### Record set
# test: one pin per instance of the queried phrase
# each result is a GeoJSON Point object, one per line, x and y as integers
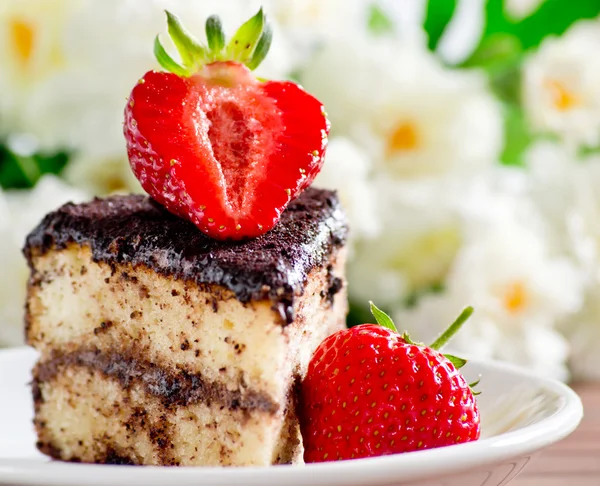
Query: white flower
{"type": "Point", "coordinates": [419, 239]}
{"type": "Point", "coordinates": [308, 23]}
{"type": "Point", "coordinates": [20, 211]}
{"type": "Point", "coordinates": [519, 289]}
{"type": "Point", "coordinates": [566, 192]}
{"type": "Point", "coordinates": [101, 175]}
{"type": "Point", "coordinates": [519, 9]}
{"type": "Point", "coordinates": [583, 333]}
{"type": "Point", "coordinates": [560, 85]}
{"type": "Point", "coordinates": [31, 51]}
{"type": "Point", "coordinates": [346, 169]}
{"type": "Point", "coordinates": [395, 98]}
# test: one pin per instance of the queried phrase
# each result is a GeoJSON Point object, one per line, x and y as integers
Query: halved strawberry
{"type": "Point", "coordinates": [214, 144]}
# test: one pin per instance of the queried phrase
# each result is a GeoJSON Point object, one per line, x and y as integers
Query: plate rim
{"type": "Point", "coordinates": [377, 470]}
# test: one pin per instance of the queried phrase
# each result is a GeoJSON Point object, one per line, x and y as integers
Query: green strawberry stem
{"type": "Point", "coordinates": [249, 45]}
{"type": "Point", "coordinates": [449, 333]}
{"type": "Point", "coordinates": [382, 318]}
{"type": "Point", "coordinates": [386, 321]}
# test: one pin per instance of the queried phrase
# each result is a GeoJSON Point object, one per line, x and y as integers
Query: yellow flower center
{"type": "Point", "coordinates": [22, 35]}
{"type": "Point", "coordinates": [515, 297]}
{"type": "Point", "coordinates": [562, 98]}
{"type": "Point", "coordinates": [403, 138]}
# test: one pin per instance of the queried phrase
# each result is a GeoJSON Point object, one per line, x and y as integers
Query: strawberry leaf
{"type": "Point", "coordinates": [475, 383]}
{"type": "Point", "coordinates": [445, 337]}
{"type": "Point", "coordinates": [378, 21]}
{"type": "Point", "coordinates": [382, 318]}
{"type": "Point", "coordinates": [193, 55]}
{"type": "Point", "coordinates": [262, 48]}
{"type": "Point", "coordinates": [214, 34]}
{"type": "Point", "coordinates": [243, 44]}
{"type": "Point", "coordinates": [456, 361]}
{"type": "Point", "coordinates": [167, 61]}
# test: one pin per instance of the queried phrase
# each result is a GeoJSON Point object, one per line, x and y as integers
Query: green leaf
{"type": "Point", "coordinates": [437, 17]}
{"type": "Point", "coordinates": [475, 383]}
{"type": "Point", "coordinates": [496, 53]}
{"type": "Point", "coordinates": [456, 361]}
{"type": "Point", "coordinates": [193, 55]}
{"type": "Point", "coordinates": [167, 61]}
{"type": "Point", "coordinates": [244, 42]}
{"type": "Point", "coordinates": [262, 48]}
{"type": "Point", "coordinates": [214, 34]}
{"type": "Point", "coordinates": [382, 318]}
{"type": "Point", "coordinates": [23, 172]}
{"type": "Point", "coordinates": [445, 337]}
{"type": "Point", "coordinates": [378, 21]}
{"type": "Point", "coordinates": [553, 17]}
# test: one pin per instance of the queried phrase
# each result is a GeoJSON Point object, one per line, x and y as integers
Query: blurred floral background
{"type": "Point", "coordinates": [465, 137]}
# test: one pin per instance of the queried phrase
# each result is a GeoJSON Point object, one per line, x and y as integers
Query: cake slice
{"type": "Point", "coordinates": [161, 346]}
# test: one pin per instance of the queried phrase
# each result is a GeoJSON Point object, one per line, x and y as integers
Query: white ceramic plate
{"type": "Point", "coordinates": [521, 414]}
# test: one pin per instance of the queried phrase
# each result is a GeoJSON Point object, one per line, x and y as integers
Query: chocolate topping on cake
{"type": "Point", "coordinates": [135, 229]}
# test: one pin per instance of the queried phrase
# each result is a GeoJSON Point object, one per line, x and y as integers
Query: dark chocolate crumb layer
{"type": "Point", "coordinates": [135, 229]}
{"type": "Point", "coordinates": [172, 388]}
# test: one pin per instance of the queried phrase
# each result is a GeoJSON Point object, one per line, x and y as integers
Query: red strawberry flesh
{"type": "Point", "coordinates": [221, 148]}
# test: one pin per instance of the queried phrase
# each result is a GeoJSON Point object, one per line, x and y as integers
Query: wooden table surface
{"type": "Point", "coordinates": [576, 460]}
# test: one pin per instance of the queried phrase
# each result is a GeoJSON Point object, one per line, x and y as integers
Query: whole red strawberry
{"type": "Point", "coordinates": [215, 145]}
{"type": "Point", "coordinates": [370, 391]}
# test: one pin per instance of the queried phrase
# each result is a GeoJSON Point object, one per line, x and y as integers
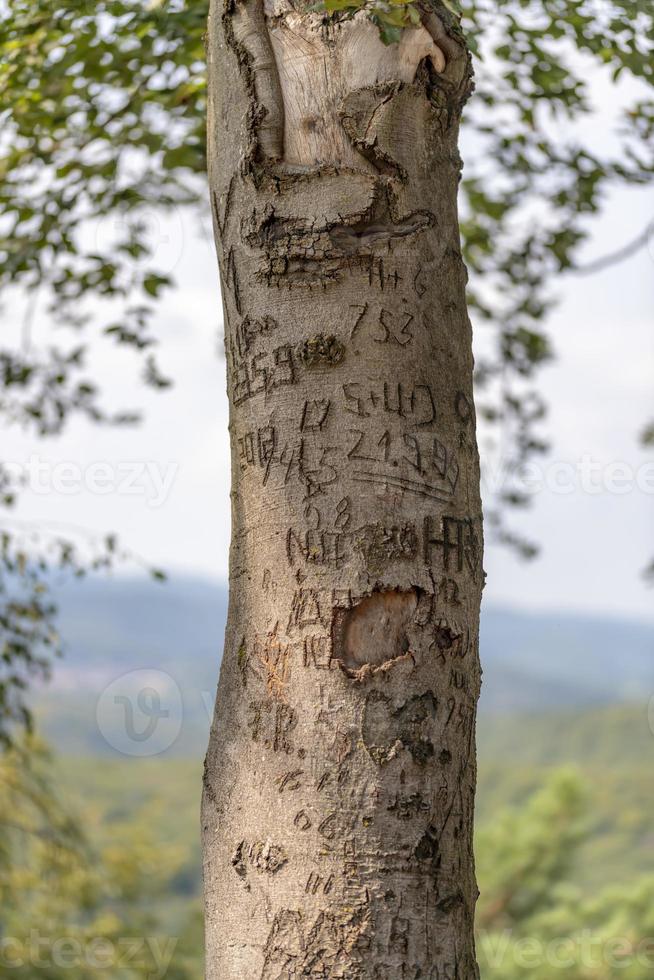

### The problem
Count the lines of the material above that contain the string "cake", treating uppercase and lowercase letters as different, and give only that number.

### Written reply
2